= Try it =
Reproduce, word for word, everything from "Hello Apache Kafka" down to "you as well?" in the Kafka consumer offset post below.

= Exercise text =
You are viewing a plain text version of this content. The canonical link for it is here.
Posted to user@spark.apache.org by Stevo Slavić <ss...@gmail.com> on 2015/07/24 18:13:27 UTC

New consumer - offset one gets in poll is not offset one is supposed to commit

Hello Apache Kafka community,

Say there is only one topic with single partition and a single message on
it.
Result of calling a poll with new consumer will return ConsumerRecord for
that message and it will have offset of 0.

After processing message, current KafkaConsumer implementation expects one
to commit not offset 0 as processed, but to commit offset 1 - next
offset/position one would like to consume.

Does this sound strange to you as well?

Wondering couldn't this offset+1 handling for next position to read been
done in one place, in KafkaConsumer implementation or broker or whatever,
instead of every user of KafkaConsumer having to do it.

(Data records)
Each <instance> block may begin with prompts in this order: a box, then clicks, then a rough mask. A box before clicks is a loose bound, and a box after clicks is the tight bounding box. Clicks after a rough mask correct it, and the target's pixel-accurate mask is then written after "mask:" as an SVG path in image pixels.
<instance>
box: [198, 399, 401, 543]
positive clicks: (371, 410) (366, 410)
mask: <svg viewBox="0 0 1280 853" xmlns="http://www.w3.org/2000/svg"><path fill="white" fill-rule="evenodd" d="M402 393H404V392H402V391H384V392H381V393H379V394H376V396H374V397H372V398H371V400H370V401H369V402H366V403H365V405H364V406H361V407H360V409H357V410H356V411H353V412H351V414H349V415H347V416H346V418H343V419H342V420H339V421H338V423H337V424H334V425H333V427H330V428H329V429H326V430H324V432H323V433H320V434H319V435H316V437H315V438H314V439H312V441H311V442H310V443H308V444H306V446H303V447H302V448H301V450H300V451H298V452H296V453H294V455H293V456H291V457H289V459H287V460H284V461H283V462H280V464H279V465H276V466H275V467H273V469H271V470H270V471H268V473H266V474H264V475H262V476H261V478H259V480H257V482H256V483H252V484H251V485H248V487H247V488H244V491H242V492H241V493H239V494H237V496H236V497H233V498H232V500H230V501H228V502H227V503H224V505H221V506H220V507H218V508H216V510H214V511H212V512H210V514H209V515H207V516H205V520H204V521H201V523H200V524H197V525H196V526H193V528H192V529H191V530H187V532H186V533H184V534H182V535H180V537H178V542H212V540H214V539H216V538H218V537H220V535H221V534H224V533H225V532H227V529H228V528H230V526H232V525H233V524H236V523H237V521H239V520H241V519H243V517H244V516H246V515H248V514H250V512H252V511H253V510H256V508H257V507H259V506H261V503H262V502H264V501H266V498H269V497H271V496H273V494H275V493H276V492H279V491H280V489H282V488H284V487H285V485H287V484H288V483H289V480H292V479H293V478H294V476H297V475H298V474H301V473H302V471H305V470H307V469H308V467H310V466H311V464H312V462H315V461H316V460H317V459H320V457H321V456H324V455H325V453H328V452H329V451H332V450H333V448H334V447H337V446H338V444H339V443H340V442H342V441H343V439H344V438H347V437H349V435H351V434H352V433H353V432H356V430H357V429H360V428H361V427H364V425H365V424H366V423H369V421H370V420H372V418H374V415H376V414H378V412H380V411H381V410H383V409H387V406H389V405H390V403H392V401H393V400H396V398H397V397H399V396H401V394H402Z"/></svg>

= Task answer =
Hello Apache Kafka community,

Say there is only one topic with single partition and a single message on
it.
Result of calling a poll with new consumer will return ConsumerRecord for
that message and it will have offset of 0.

After processing message, current KafkaConsumer implementation expects one
to commit not offset 0 as processed, but to commit offset 1 - next
offset/position one would like to consume.

Does this sound strange to you as well?